**Instruksi 1:**
Tentukan apakah setiap pernyataan (a), (b), dan (c) di bawah ini sesuai dengan dokumen sumber tentang jalan tol. Jawab ya atau tidak, lalu kutip kata-kata dokumen yang menjadi penentunya.
(a) Pemerintah daerah wajib memasukkan ruas jalan tol ke dalam rencana tata ruang wilayahnya.
(b) Di atas lahan yang sudah ditetapkan sebagai ruas jalan tol tidak lagi ditemukan pendirian bangunan.
(c) Salah satu jaminan yang diminta investor adalah comfort letter.
**Instruksi 2:**
Jawablah pertanyaan berikut berdasarkan dokumen sumber tentang jalan tol.
(a) Siapa yang menetapkan suatu wilayah sebagai bagian ruas jalan tol?
(b) Apa yang dapat diakibatkan oleh berbagai masalah yang disebutkan dalam dokumen?
(c) Kepentingan pihak mana yang dikaitkan dengan permintaan jaminan oleh para investor?

**Dokumen Sumber:**
##############################
Masalah lainnya adalah belum jelasnya blue print sistem jaringan jalan tol nasional serta konsistensi dalam implementasinya. Jika suatu wilayah sudah ditetapkan pemerintah pusat sebagai bagian ruas jalan tol, maka semestinya sejak saat itu tidak boleh ada transaksi di atas lahan tersebut. Pemerintah daerah harus memasukkan ruas tersebut dalam Rencana Tata Ruang Wilayah Propinsi dan Kabupaten/Kota. Pada kenyataannya masih dijumpai terjadi pengalihan hak kepemilikan lahan maupun pendirian berbagai bentuk bangunan di atas lahan yang telah ditetapkan sebagai ruas jalan tol.
Berbagai masalah ini dapat mengakibatkan keengganan para investor untuk terlibat dalam proyek infrastruktur. Karena itu para investor meminta berbagai macam jaminan pemerintah seperti finansial, comfort letter, atau government guarantee karena terkait dengan kepentingan lenders guna keamanan dan kepastian pengembalian atas dana yang telah diinvestasikan pada proyek infrastruktur.
##############################
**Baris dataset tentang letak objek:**
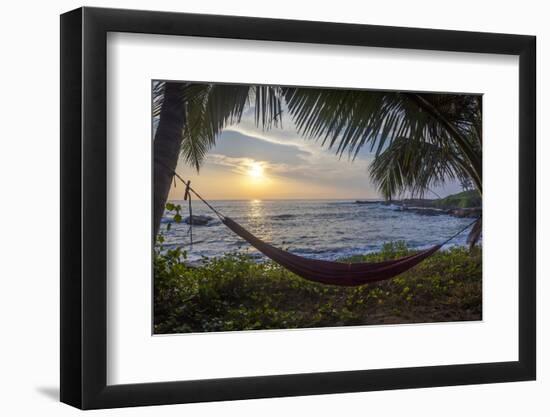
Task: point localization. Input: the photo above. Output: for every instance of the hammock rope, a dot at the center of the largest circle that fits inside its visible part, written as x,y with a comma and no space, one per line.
325,272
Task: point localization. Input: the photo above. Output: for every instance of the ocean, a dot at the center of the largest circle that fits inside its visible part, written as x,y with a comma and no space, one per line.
322,229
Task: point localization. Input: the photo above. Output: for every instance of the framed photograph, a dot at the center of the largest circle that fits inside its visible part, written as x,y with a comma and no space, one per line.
258,208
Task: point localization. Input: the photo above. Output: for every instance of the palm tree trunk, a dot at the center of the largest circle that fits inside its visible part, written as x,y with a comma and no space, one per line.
166,149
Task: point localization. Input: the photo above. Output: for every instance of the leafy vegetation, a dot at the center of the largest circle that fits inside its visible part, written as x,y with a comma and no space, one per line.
235,293
465,199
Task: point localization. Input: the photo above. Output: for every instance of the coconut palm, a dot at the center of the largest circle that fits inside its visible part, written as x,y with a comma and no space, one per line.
419,140
191,116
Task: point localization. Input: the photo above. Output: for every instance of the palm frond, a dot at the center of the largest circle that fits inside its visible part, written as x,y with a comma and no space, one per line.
348,120
212,107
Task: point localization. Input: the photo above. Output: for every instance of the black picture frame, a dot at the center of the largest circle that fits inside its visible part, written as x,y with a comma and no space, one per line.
84,207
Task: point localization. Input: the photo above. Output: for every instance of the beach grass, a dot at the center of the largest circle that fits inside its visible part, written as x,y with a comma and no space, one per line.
234,292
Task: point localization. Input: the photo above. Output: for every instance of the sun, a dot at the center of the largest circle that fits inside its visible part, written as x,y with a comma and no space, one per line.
255,170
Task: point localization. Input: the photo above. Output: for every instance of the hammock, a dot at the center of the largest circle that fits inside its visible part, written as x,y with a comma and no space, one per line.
325,272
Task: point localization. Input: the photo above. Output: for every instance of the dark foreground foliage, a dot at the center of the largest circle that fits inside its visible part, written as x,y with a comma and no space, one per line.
235,293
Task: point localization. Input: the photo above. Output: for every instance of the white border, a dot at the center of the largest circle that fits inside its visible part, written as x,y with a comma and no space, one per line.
134,356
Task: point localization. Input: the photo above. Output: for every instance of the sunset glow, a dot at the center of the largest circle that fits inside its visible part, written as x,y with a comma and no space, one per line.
256,170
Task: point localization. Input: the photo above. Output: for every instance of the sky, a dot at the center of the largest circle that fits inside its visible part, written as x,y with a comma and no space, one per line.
249,163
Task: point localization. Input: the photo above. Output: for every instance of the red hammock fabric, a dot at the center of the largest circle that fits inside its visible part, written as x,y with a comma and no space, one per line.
327,272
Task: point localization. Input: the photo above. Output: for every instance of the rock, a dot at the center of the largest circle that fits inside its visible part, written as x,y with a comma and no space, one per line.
198,220
466,212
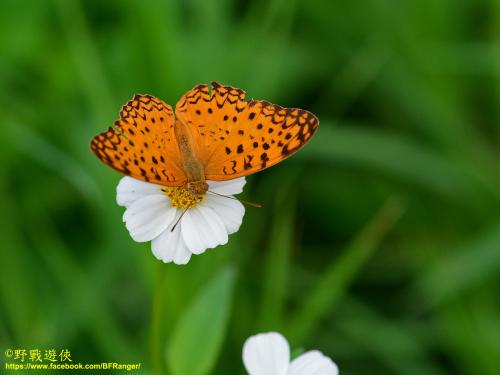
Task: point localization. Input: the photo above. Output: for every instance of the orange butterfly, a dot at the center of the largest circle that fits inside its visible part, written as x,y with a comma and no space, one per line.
213,135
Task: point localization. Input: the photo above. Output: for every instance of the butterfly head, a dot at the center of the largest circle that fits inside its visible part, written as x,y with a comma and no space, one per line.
184,197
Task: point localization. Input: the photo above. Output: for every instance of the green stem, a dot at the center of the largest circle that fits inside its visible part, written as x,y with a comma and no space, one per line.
156,322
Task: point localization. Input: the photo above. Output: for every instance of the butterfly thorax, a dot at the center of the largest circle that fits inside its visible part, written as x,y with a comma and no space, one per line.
191,164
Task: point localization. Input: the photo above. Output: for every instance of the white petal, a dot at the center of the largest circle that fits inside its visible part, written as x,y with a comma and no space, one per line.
229,210
169,246
229,187
266,354
202,228
149,216
129,190
313,363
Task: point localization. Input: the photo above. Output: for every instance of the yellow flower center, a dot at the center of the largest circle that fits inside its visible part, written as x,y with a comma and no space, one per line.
181,197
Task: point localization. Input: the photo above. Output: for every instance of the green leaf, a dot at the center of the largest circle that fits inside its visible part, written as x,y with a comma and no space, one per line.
341,272
197,338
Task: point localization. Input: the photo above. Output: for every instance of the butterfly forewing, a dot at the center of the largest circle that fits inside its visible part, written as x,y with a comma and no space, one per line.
142,144
210,115
238,138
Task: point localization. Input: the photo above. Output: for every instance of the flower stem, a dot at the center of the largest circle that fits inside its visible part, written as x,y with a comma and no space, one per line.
156,342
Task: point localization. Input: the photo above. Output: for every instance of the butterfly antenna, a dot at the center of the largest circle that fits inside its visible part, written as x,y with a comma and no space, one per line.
178,220
257,205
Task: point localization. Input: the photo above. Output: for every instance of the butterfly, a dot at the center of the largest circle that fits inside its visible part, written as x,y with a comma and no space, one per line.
212,135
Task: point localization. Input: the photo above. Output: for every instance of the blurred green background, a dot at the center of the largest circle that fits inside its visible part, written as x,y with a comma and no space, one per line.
378,244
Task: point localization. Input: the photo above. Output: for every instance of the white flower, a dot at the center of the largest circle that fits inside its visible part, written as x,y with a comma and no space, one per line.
152,210
269,354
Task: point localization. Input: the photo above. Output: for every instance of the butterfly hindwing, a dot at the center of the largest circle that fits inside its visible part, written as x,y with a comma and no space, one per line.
142,143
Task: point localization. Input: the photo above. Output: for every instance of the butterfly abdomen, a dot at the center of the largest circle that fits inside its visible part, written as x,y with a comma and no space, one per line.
190,158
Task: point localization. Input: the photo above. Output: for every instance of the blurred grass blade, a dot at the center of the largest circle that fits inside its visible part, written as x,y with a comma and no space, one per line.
404,159
396,344
341,272
274,285
198,336
17,294
463,268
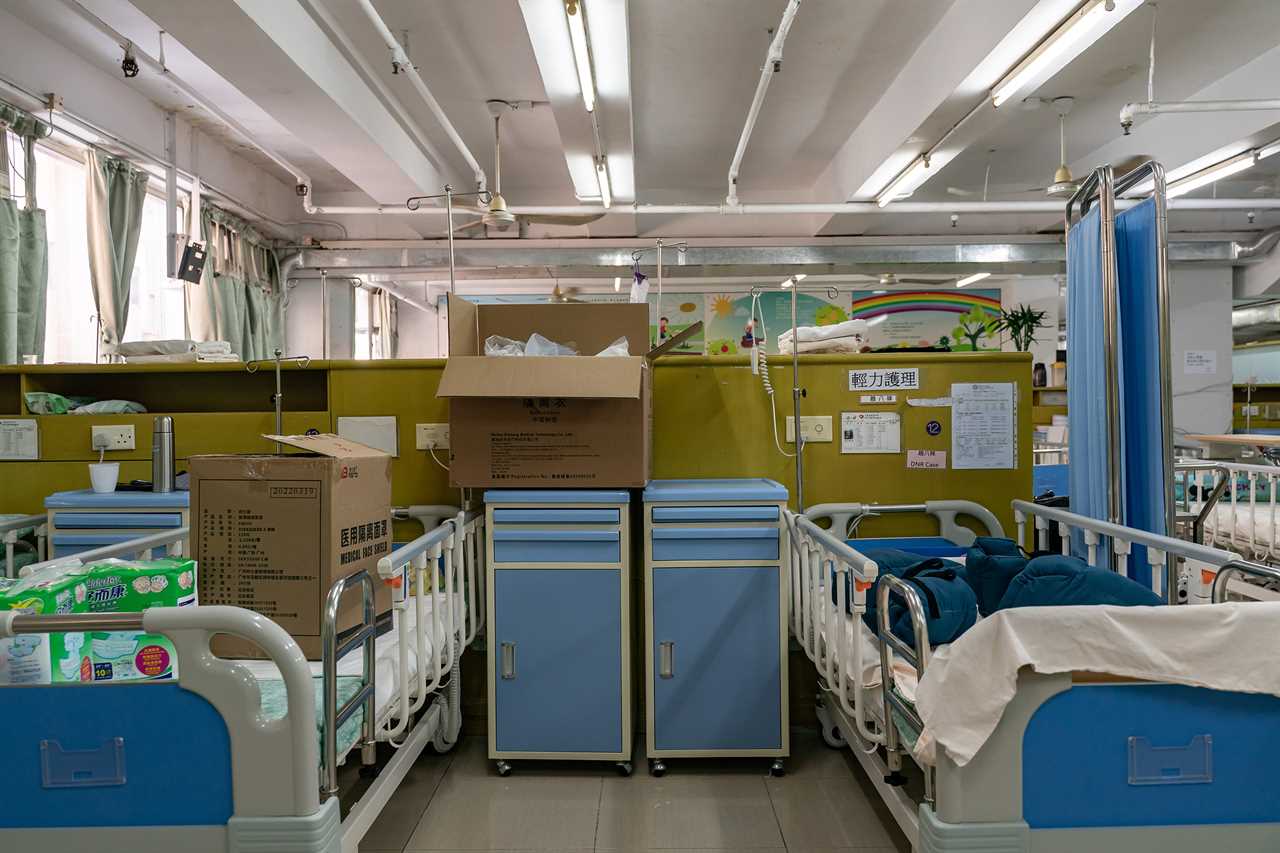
##############################
**Jawaban yang Benar 1:**
(a) Ya. "Pemerintah daerah harus memasukkan ruas tersebut dalam Rencana Tata Ruang Wilayah Propinsi dan Kabupaten/Kota."
(b) Tidak. "Pada kenyataannya masih dijumpai terjadi pengalihan hak kepemilikan lahan maupun pendirian berbagai bentuk bangunan di atas lahan yang telah ditetapkan sebagai ruas jalan tol."
(c) Ya. "berbagai macam jaminan pemerintah seperti finansial, comfort letter, atau government guarantee"

**Jawaban yang Benar 2:**
(a) Pemerintah pusat.
(b) Keengganan para investor untuk terlibat dalam proyek infrastruktur.
(c) Kepentingan lenders.